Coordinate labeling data
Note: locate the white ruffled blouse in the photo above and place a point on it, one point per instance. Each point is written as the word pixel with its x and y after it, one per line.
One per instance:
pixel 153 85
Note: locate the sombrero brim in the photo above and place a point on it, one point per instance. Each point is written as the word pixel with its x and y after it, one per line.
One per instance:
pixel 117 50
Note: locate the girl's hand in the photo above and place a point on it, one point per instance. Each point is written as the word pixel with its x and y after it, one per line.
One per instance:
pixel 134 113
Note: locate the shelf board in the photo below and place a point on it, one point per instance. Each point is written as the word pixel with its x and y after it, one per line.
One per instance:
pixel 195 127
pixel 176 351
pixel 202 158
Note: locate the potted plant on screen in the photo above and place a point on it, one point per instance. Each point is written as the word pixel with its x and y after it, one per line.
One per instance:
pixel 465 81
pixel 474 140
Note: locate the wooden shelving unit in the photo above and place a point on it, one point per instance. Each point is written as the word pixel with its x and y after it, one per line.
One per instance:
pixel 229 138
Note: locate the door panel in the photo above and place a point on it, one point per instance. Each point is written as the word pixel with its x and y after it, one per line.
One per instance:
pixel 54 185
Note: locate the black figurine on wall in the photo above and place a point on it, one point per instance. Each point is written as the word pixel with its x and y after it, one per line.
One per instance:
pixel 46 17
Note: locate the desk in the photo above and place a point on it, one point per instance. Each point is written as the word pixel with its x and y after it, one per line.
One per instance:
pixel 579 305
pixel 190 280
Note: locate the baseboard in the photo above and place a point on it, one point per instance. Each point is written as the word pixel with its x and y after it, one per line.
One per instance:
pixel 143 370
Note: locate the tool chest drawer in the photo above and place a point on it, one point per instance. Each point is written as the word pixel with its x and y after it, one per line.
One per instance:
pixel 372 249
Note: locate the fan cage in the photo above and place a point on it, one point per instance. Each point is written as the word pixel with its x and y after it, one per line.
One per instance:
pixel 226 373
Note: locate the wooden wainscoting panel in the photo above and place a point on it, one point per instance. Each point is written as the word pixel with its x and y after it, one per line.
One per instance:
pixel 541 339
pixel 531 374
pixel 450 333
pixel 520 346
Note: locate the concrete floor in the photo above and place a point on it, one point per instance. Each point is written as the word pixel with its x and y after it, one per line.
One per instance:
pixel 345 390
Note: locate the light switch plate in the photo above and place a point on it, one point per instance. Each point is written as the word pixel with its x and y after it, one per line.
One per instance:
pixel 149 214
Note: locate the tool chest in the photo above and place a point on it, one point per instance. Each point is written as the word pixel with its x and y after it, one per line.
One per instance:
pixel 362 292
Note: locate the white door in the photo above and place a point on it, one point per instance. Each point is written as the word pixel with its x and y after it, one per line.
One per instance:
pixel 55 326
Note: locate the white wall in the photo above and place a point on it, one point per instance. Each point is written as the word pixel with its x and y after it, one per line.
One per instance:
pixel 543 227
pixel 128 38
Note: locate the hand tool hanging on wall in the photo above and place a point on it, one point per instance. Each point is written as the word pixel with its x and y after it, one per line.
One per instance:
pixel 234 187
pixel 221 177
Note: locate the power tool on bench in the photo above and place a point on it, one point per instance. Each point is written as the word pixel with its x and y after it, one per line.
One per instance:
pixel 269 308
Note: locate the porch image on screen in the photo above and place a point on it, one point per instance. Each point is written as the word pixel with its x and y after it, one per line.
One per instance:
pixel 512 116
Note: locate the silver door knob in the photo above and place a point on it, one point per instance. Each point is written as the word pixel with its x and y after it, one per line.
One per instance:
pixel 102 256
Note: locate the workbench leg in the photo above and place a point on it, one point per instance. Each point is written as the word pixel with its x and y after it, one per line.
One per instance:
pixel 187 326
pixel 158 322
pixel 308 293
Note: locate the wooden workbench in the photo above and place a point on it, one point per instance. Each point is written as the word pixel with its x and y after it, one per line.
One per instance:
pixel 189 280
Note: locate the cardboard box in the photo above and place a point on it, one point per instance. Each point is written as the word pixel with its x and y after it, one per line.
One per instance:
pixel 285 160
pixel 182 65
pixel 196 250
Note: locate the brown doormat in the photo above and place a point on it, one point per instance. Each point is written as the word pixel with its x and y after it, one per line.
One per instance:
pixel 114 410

## Exercise details:
Please lay out all of the material above as a numbered list, one line per item, leaving out any blank lines.

## Output for this task:
1. Note: locate the white ruffled blouse in the photo above and place a point on it, one point per instance. Each point is written as the word pixel with its x and y after it, one per line.
2. One per instance:
3. pixel 153 85
4. Note: locate the sombrero brim in the photo above and place a point on it, one point per instance. Each point is written as the word pixel with its x and y after it, one per line.
5. One per instance:
6. pixel 117 50
7. Note: locate the girl's hand in the photo above and place a point on it, one point per instance. Each point is written as the word pixel with its x and y after it, one per line.
8. One per instance:
9. pixel 134 113
10. Note: locate the shelf board in the photo below and place a point on it, one point per instance. Each point is written as the word pixel with its x and y after it, one per line.
11. One per instance:
12. pixel 195 127
13. pixel 176 351
14. pixel 202 158
15. Note: locate the potted plant on screen in the photo above and place a point on it, one point per instance. Each point is written as the word pixel with its x and y after it, one per line.
16. One per instance:
17. pixel 465 81
18. pixel 474 140
19. Note: locate the wooden shelving unit in the photo above and place a point on it, one point per instance. Each point is written as the word pixel with its x and y after it, one per line.
20. One per instance:
21. pixel 229 138
22. Note: locate the door panel in the photo above and place a point on it, one point per instance. Each point is written as the word pixel with its x and y after it, one per line.
23. One per instance:
24. pixel 54 185
25. Note: locate the black figurine on wall in the photo above and place a point on it, one point per instance. Each point is written as the word pixel with its x and y after it, one per line.
26. One per instance:
27. pixel 46 17
28. Note: locate the desk in the photo above and place a point on it, one point per instance. Each point is written as the word pixel with its x and y after it, one per line.
29. One per instance:
30. pixel 579 305
31. pixel 190 280
32. Note: locate the baseboard in the photo above and place a point on it, one point per instance. Each point is written as the word pixel with its x and y after it, one per line.
33. One per instance:
34. pixel 143 370
35. Note: locate the tool chest drawer in the photo above and place a point on it, one point per instance. Each point is written as the word pixel with its x and y after it, one per line.
36. One per instance:
37. pixel 372 249
38. Note: locate the fan cage in the photo above and place a point on it, one point per instance. Each point is written as the word pixel with its x and y after it, one per line.
39. One per instance:
40. pixel 226 373
41. Note: locate the wooden wainscoting panel in the photo above and place a point on it, one point per instance. Each point is written as the word pixel with its x and y after it, one per line.
42. One per instance:
43. pixel 541 339
44. pixel 531 374
45. pixel 450 333
46. pixel 520 346
47. Note: locate the concrete floor in the photo above and place a point on it, one point per instance. Each point is written as the word pixel with its x and y after it, one per line.
48. One per instance:
49. pixel 345 390
50. Note: locate the light switch plate in the photo above and place a point on it, one point per instance. Each point is written as the word pixel with its x and y after it, one per line.
51. One per instance:
52. pixel 149 214
53. Note: locate the tool chest in the photo above and place a point on it, one point per instance. Each point is written as the word pixel with its x and y after it, one per line.
54. One per instance:
55. pixel 362 292
56. Note: locate the white door in the photo above and place a point on it, one point per instance. Each point is written as the word pixel with its x and y after it, one per line.
57. One per instance:
58. pixel 55 326
59. Note: locate the white wall in the photo above and place a point on it, one point per instance. Each point is written as the word pixel with its x and y after it, one per line.
60. One per instance:
61. pixel 543 227
62. pixel 128 38
63. Note: locate the hand tool hanging on wall in the photo above and place a point on it, one point per instance. Each point is written as the word pixel with its x and y after it, one per line.
64. One per instance:
65. pixel 234 187
66. pixel 221 177
67. Note: locate the power tool on bench in the photo above and place a point on it, one point per instance. Each point is written as the word pixel with its x and y after it, one per line.
68. One per instance:
69. pixel 269 308
70. Note: locate the porch image on screen in the photo above and place a point on it, one point per instance. Each point is written as the word pixel with its x and y after it, one per line.
71. One per instance:
72. pixel 512 116
73. Note: locate the silver door knob in the photo above and place a point on it, one point per instance. Each point is written as the word pixel with its x and y after it, one per line.
74. One per instance:
75. pixel 102 256
76. Note: locate the workbench leg in the photo above and place a point on it, one point per instance. Each point is written as the word pixel with its x and y after it, one per line.
77. One per instance:
78. pixel 187 326
79. pixel 158 322
80. pixel 308 293
81. Note: locate the wooden workbench in the photo above and place a point on it, one point per instance. Each point is written as the word pixel with its x and y after it, one per line.
82. One per instance:
83. pixel 189 280
84. Note: locate the cardboard box in the photo above and place a point on it, one point per instance. Each point is written as the word pixel with its x and y after it, one per line.
85. One per instance:
86. pixel 285 160
87. pixel 182 65
88. pixel 196 250
89. Note: locate the brown doormat in the photo above and place a point on it, one point per instance. Each point is written as the word pixel with its x and y after it, one per line.
90. One per instance:
91. pixel 114 410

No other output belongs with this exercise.